##### Record list #####
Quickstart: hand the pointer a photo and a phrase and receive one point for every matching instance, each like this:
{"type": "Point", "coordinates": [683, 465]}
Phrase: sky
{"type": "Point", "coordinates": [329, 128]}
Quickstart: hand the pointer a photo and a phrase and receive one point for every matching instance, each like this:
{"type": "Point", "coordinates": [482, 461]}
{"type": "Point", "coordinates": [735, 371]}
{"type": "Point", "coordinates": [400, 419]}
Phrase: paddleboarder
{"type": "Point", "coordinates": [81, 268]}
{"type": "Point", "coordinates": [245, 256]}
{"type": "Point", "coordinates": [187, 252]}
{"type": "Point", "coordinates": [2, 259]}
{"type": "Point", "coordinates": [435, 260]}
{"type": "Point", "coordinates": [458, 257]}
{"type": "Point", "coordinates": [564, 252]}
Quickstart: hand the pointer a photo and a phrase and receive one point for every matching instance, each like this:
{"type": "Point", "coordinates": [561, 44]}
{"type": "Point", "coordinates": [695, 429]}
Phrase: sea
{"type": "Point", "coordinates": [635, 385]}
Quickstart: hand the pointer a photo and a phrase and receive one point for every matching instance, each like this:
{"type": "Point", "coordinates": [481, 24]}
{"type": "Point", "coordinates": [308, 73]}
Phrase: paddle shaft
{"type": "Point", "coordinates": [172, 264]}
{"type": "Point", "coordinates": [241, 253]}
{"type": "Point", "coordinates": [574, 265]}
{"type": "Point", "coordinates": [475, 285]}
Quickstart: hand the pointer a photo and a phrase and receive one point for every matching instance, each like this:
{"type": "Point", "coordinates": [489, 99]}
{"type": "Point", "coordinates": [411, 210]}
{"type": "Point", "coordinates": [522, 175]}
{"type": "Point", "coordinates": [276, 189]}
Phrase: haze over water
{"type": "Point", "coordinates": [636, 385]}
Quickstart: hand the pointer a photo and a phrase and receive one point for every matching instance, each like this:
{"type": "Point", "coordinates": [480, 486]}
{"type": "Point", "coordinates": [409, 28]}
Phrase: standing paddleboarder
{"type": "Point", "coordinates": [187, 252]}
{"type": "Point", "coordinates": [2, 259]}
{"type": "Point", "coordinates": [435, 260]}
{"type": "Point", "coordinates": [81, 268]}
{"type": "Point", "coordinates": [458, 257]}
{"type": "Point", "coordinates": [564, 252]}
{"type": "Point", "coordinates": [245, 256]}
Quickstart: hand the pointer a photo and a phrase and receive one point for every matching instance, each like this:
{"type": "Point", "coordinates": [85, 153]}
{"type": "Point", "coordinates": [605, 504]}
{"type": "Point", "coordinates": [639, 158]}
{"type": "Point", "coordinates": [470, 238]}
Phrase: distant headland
#####
» Task description:
Transcribe each entry exactly.

» Result of this exercise:
Quickstart: hand the pointer a photo and a phrase and receive one point for every matching instance, each like this:
{"type": "Point", "coordinates": [683, 465]}
Phrase: sky
{"type": "Point", "coordinates": [329, 128]}
Quickstart: hand the pointer a photo and a phrase and receive one point for every matching instance, each like this:
{"type": "Point", "coordinates": [482, 461]}
{"type": "Point", "coordinates": [735, 371]}
{"type": "Point", "coordinates": [400, 419]}
Phrase: paddleboarder
{"type": "Point", "coordinates": [81, 268]}
{"type": "Point", "coordinates": [245, 256]}
{"type": "Point", "coordinates": [187, 252]}
{"type": "Point", "coordinates": [2, 259]}
{"type": "Point", "coordinates": [435, 260]}
{"type": "Point", "coordinates": [458, 257]}
{"type": "Point", "coordinates": [564, 252]}
Quickstart: hand the pointer a photo and a phrase and receive one point for every matching instance, each like this:
{"type": "Point", "coordinates": [561, 44]}
{"type": "Point", "coordinates": [695, 429]}
Phrase: sea
{"type": "Point", "coordinates": [635, 385]}
Quickstart: hand the pointer a photo and a phrase and receive one point for every matching instance, each like this:
{"type": "Point", "coordinates": [481, 24]}
{"type": "Point", "coordinates": [308, 73]}
Phrase: paddle shaft
{"type": "Point", "coordinates": [172, 264]}
{"type": "Point", "coordinates": [241, 253]}
{"type": "Point", "coordinates": [574, 265]}
{"type": "Point", "coordinates": [475, 285]}
Quickstart: hand the pointer a photo and a phrase and receive one point for every matching instance, each like this:
{"type": "Point", "coordinates": [489, 99]}
{"type": "Point", "coordinates": [411, 210]}
{"type": "Point", "coordinates": [522, 175]}
{"type": "Point", "coordinates": [276, 189]}
Phrase: haze over water
{"type": "Point", "coordinates": [636, 385]}
Quickstart: hand the pointer a photo and a phrase and receive one point for every matching instance, each like this:
{"type": "Point", "coordinates": [480, 486]}
{"type": "Point", "coordinates": [409, 28]}
Phrase: standing paddleboarder
{"type": "Point", "coordinates": [187, 252]}
{"type": "Point", "coordinates": [2, 259]}
{"type": "Point", "coordinates": [435, 260]}
{"type": "Point", "coordinates": [81, 268]}
{"type": "Point", "coordinates": [458, 257]}
{"type": "Point", "coordinates": [564, 252]}
{"type": "Point", "coordinates": [245, 256]}
Quickstart: hand the pointer a photo and a phrase and receive one point for every matching instance, each like this:
{"type": "Point", "coordinates": [85, 153]}
{"type": "Point", "coordinates": [605, 504]}
{"type": "Point", "coordinates": [639, 158]}
{"type": "Point", "coordinates": [470, 238]}
Phrase: distant headland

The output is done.